▶ **Aim of the task**: Only some lines are wanted. Transcribe, exactly, the lines below from the line with "Target: person standing in grass" up to and including the line with "Target: grassy field".

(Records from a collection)
_____
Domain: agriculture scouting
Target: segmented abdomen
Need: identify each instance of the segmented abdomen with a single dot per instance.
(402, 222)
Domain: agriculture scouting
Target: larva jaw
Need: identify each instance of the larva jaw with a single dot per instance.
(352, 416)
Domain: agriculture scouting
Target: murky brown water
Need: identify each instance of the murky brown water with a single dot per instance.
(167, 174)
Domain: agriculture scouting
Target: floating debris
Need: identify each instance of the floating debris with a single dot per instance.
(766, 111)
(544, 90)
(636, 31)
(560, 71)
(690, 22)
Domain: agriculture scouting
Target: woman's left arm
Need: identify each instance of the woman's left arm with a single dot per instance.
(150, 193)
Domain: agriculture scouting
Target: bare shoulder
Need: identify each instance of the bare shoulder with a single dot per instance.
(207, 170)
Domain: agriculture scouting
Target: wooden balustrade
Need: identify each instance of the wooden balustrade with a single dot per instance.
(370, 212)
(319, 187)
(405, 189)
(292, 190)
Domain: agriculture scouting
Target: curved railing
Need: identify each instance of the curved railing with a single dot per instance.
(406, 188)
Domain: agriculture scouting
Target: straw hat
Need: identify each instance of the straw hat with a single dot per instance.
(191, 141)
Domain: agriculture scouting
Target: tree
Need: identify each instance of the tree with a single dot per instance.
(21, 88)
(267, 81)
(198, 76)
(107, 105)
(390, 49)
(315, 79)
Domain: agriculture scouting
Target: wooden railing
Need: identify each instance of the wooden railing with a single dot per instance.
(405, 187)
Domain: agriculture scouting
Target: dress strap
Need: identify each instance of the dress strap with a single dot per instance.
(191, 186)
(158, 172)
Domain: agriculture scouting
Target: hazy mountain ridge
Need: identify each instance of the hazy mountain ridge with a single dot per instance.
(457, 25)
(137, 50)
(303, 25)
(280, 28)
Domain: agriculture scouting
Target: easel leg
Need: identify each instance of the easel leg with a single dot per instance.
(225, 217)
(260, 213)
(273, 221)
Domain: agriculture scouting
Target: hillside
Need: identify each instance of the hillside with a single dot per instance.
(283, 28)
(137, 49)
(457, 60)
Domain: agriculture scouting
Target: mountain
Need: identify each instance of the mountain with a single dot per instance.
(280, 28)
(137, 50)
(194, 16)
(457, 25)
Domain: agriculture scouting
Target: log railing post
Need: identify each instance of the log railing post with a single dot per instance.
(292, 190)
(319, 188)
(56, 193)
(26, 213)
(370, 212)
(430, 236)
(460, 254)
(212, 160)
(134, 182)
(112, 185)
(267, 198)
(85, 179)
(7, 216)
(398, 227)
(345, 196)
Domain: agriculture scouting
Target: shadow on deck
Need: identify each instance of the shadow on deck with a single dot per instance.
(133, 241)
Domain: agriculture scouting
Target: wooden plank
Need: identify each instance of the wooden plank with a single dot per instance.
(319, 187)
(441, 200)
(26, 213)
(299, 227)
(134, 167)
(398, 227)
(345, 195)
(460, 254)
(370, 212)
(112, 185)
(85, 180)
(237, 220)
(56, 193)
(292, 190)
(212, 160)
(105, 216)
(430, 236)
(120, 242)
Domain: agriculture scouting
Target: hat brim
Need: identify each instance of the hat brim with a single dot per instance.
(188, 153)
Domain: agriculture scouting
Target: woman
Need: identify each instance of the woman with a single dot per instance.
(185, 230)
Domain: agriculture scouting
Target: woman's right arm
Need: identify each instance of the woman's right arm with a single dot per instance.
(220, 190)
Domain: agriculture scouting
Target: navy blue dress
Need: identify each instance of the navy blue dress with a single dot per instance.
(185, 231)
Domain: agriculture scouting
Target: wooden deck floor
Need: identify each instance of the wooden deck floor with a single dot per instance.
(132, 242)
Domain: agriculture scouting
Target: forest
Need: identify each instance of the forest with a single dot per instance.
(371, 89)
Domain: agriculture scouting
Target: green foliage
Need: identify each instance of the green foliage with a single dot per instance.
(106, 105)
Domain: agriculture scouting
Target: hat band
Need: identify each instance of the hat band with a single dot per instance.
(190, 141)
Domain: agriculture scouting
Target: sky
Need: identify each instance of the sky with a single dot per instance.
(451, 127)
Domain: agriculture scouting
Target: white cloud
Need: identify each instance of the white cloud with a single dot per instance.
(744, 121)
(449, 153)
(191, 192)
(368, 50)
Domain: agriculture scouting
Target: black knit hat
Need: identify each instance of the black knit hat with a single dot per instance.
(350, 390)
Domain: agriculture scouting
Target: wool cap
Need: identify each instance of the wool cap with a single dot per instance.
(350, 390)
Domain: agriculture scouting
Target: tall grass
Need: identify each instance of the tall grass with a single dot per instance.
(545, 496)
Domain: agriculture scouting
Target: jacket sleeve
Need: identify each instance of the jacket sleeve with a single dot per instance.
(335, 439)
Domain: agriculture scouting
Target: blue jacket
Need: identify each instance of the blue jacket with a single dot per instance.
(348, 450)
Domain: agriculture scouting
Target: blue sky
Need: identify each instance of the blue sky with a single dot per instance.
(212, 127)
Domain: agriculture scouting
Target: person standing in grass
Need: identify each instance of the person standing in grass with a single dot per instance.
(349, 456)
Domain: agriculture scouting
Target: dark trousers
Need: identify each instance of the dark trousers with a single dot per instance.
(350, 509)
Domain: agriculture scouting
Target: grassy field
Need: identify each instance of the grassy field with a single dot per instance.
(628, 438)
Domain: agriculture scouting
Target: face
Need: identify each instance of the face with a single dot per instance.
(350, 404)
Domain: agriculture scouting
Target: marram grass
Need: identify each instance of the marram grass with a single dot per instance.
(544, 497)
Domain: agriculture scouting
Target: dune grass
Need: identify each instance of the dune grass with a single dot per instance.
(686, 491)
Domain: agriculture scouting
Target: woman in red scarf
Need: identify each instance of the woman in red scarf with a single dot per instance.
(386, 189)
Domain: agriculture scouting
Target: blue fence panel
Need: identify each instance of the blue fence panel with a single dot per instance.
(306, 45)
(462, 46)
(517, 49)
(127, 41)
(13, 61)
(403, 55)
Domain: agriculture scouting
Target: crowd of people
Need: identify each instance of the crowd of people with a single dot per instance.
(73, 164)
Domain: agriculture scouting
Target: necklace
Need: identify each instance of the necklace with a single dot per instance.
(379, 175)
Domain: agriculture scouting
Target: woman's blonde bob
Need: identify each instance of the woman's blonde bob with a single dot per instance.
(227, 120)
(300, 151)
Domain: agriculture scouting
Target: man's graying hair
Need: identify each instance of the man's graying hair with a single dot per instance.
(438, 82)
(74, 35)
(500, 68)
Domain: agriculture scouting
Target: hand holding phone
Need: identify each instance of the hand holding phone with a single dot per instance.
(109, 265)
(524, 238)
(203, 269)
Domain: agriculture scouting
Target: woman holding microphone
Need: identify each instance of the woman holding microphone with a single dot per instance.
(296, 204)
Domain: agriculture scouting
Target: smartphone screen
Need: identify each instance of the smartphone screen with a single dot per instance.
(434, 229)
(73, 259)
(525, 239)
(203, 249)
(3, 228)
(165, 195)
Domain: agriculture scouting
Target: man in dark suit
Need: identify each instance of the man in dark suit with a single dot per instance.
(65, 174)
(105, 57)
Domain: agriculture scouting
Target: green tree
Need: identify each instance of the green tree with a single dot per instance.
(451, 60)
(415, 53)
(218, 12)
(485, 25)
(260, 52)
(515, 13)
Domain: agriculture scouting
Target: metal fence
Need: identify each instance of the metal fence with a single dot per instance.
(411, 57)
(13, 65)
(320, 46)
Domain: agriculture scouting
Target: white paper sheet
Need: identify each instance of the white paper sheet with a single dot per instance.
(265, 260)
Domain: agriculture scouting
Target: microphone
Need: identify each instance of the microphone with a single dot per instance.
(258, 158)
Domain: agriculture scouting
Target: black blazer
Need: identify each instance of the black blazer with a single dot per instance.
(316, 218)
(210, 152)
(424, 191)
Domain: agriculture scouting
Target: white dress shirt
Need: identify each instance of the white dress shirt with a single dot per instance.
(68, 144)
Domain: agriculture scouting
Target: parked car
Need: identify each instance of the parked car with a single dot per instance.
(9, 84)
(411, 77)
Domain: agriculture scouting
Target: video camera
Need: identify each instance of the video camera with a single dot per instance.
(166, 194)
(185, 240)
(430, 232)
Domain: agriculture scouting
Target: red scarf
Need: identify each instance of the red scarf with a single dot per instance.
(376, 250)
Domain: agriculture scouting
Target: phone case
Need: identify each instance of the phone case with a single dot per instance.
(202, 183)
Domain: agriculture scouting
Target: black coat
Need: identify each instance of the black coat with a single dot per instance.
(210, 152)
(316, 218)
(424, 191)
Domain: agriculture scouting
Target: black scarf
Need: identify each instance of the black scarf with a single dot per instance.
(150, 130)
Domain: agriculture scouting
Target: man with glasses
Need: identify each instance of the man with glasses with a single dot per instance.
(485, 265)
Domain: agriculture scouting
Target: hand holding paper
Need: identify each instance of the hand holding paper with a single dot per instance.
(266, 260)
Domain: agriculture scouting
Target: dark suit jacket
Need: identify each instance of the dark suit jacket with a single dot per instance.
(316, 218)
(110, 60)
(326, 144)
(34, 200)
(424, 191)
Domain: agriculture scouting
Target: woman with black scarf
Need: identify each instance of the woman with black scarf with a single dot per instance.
_____
▶ **Answer section**:
Target: person standing in grass
Need: identify each instance of the person standing in grass with a single dot per instance.
(349, 456)
Domain: agriculture scouting
Target: dark trousers
Need: identify each instance of the dark trousers with a single dot per instance.
(350, 509)
Domain: agriculture scouting
Target: grassy field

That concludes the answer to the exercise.